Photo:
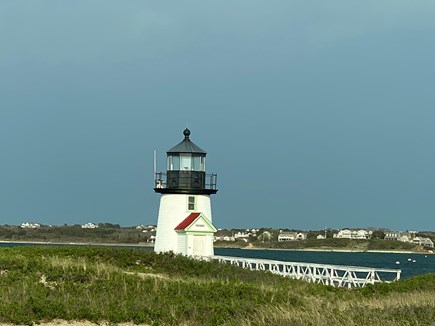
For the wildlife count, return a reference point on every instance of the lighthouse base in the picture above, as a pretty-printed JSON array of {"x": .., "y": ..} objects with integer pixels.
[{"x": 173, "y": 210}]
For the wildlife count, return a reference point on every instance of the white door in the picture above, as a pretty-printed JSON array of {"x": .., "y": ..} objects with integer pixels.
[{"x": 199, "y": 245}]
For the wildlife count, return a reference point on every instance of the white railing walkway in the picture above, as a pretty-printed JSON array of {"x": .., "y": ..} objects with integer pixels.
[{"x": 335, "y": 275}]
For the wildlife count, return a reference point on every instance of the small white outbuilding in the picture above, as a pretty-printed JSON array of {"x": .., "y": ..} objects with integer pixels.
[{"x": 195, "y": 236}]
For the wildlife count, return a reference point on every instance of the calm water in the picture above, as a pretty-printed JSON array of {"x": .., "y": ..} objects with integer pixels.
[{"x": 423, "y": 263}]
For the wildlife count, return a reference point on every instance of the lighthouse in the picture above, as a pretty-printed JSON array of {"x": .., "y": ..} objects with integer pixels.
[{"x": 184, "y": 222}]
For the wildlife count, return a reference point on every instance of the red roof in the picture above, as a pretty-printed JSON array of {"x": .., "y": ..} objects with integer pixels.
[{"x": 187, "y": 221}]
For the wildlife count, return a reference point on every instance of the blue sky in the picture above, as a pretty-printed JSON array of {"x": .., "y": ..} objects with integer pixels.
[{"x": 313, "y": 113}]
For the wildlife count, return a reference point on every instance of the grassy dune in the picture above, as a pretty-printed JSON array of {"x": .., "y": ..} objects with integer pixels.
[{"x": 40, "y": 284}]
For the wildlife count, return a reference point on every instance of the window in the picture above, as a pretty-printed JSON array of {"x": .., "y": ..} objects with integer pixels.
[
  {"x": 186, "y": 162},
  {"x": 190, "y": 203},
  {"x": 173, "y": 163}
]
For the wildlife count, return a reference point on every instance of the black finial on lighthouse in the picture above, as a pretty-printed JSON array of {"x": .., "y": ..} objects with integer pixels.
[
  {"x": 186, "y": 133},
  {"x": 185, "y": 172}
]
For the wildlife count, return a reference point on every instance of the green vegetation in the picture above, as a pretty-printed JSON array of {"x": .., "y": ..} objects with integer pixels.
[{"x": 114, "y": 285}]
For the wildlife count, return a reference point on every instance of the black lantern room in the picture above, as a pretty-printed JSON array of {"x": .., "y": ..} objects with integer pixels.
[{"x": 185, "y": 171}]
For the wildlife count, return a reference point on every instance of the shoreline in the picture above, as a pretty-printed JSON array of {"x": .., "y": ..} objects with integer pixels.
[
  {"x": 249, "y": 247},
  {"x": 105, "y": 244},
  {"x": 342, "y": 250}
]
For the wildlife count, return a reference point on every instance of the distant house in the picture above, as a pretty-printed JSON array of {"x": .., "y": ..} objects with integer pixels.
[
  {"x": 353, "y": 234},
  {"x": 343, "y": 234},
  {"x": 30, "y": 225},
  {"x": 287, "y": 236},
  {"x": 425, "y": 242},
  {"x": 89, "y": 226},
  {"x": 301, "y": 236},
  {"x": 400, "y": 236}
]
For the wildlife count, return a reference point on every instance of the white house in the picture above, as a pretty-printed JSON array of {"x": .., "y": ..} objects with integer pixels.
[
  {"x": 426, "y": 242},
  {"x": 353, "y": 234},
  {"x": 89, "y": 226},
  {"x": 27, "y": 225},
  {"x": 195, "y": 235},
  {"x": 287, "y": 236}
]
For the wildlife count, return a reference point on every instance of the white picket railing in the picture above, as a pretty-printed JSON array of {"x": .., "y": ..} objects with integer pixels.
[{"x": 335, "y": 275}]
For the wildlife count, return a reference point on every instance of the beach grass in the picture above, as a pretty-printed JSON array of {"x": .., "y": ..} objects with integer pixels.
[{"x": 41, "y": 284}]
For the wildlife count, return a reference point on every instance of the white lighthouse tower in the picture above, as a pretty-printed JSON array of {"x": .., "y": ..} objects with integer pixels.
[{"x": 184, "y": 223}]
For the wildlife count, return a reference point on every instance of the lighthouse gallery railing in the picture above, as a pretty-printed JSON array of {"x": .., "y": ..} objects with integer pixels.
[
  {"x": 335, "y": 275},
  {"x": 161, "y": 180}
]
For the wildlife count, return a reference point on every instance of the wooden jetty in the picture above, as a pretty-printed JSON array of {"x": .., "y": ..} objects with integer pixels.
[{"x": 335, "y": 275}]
* * * * *
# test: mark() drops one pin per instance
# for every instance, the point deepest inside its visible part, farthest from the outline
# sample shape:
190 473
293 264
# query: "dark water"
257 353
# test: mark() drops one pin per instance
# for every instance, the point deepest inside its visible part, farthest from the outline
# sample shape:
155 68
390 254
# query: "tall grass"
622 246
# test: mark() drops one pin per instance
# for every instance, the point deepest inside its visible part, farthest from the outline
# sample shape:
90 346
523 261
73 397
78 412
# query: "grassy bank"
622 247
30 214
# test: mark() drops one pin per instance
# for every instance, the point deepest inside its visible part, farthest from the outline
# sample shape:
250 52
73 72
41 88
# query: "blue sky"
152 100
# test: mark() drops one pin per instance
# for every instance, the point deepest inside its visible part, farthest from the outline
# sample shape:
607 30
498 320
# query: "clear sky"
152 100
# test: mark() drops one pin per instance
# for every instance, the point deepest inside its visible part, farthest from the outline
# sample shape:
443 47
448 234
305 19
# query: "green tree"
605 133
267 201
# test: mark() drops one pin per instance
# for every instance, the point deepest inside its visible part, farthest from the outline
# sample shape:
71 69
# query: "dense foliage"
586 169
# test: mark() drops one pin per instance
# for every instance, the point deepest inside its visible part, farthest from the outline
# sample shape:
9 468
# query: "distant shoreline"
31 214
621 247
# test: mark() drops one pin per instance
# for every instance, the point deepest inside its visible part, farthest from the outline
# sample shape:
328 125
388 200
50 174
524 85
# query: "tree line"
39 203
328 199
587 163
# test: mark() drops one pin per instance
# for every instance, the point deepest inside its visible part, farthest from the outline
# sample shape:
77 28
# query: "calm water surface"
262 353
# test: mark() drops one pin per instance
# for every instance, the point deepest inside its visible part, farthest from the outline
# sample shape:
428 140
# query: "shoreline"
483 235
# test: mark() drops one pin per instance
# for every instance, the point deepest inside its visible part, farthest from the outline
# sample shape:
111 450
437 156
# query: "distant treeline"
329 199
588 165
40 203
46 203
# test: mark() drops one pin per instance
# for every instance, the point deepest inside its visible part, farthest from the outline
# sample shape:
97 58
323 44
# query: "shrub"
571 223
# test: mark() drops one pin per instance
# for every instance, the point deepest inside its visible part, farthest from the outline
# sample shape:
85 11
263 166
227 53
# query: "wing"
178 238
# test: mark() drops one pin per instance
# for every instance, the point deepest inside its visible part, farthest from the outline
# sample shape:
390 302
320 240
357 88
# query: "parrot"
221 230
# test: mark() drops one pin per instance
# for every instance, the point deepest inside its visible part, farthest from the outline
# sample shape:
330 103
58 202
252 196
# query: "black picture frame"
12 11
* * * * *
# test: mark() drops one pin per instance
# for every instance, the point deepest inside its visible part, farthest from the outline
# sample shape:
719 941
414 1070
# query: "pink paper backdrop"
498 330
* * * * *
Do this:
Count the lines in the material above that contain the string "shoreline", treating uppercase and lowercase as different. Reply with the number only.

Result of this task:
3